§ DOCUMENT EXCERPT:

__________________________________________________

The single greatest mark of regeneration is perseverance in the faith.
Their going out, John openly says, shows that they didn’t belong to us. Fundamentally, we say that about apostates; they were not genuinely Christians as proven by the fact that they didn’t persevere. The single greatest mark of regeneration is perseverance in the faith. They continue. Through persecutions, through oppression, through long, many years, lots of temptations and trials, they continue to believe in Christ and fellowship with other Christians. They went out from us, but they were not really of us, and their going out showed that they were not from us.
We also need to be mindful of the connection between 1 John 2:18-29, specifically these verses, verse 19, and the warning that Paul gives to the Ephesian elders, where he tells them, “Even from your own number, men will arise and try to draw disciples after them” (Acts 20:30). That’s the danger of wolves in sheep’s clothing. They’re in our midst and then they shock everybody by going out and they try to win people to come with them. And so, you need to be, forewarned is forearmed. They went out from us, but they were not really of us.
Wes
Verses 20 and 27 speak of an anointing. What is the anointing John discusses in this section? How does it relate to the Holy Spirit’s work in a true Christian’s heart?
Andy
Okay. You said it, I think, in the question the way you asked it, the anointing is the ministry of the Holy Spirit, the indwelling Holy Spirit. When the Spirit comes, Jesus said, he will guide you into all truth. It’s a very strong statement he makes in the last night before he died in John 13-16, those chapters, and he talks about the Counselor who’s going to come. And his role specifically is to guide the church into all truth, the indwelling Holy Spirit.
Now, the Holy Spirit is the most common name for the third person of the Trinity, but it’s not the only name. The Counselor is another name, and Jesus calls him the Spirit of truth. It’s a beautiful statement. The Spirit of truth is the one who comes and lives in us. He will be with us and will be in you, Jesus says, and he will never leave. He guides us into all truth. That, I believe, is the anointing.
The anointing from the Holy Spirit is a capacity to recognize the truth when it comes into you for the first time, and then, to delight in it and hold onto it for the rest of your time on earth. That’s what the anointing is. It doesn’t mean you already know everything, because why would you need teachers? But John says you have this anointing, and that’s why I’m teaching you. All of you know it’s the truth. I don’t write to you because you don’t know the truth, but because you do know it. And it’s like, “All right, wait a minute. If we know the truth, why are you writing to us?”

__________________________________________________

§ SOURCE EXCERPT:

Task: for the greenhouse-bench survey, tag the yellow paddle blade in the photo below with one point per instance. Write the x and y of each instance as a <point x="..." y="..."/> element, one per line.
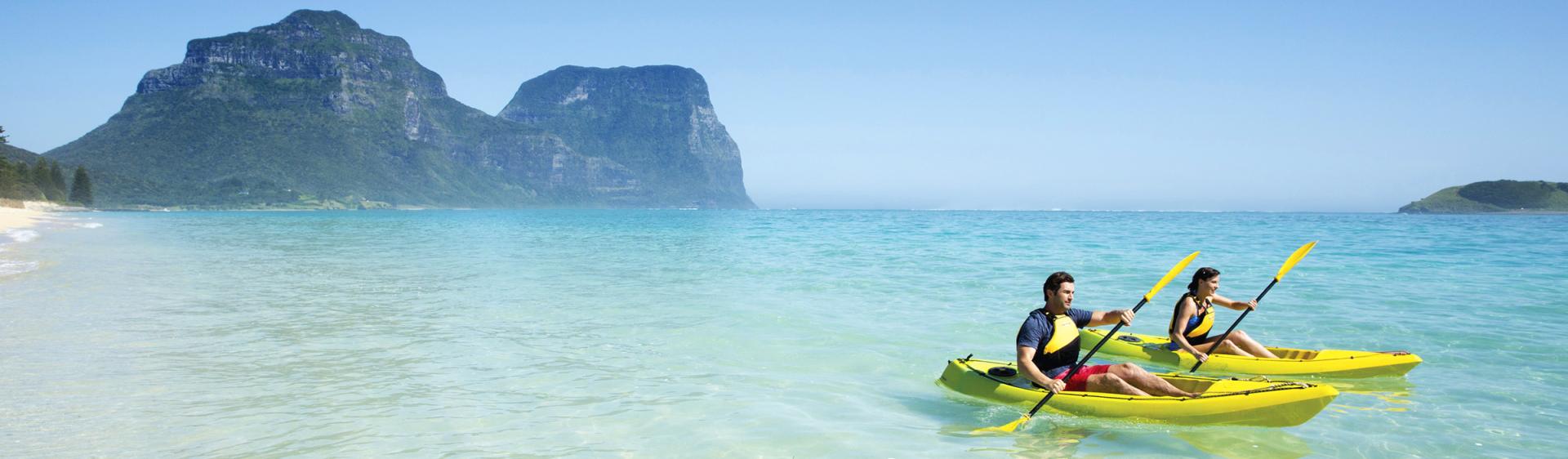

__________________________________________________

§ SET PROBLEM:
Return the passage from the 1 John discussion word for word, starting at "Their going out, John" and ending at "not from us.".

§ ANSWER TO THE PROBLEM:
Their going out, John openly says, shows that they didn’t belong to us. Fundamentally, we say that about apostates; they were not genuinely Christians as proven by the fact that they didn’t persevere. The single greatest mark of regeneration is perseverance in the faith. They continue. Through persecutions, through oppression, through long, many years, lots of temptations and trials, they continue to believe in Christ and fellowship with other Christians. They went out from us, but they were not really of us, and their going out showed that they were not from us.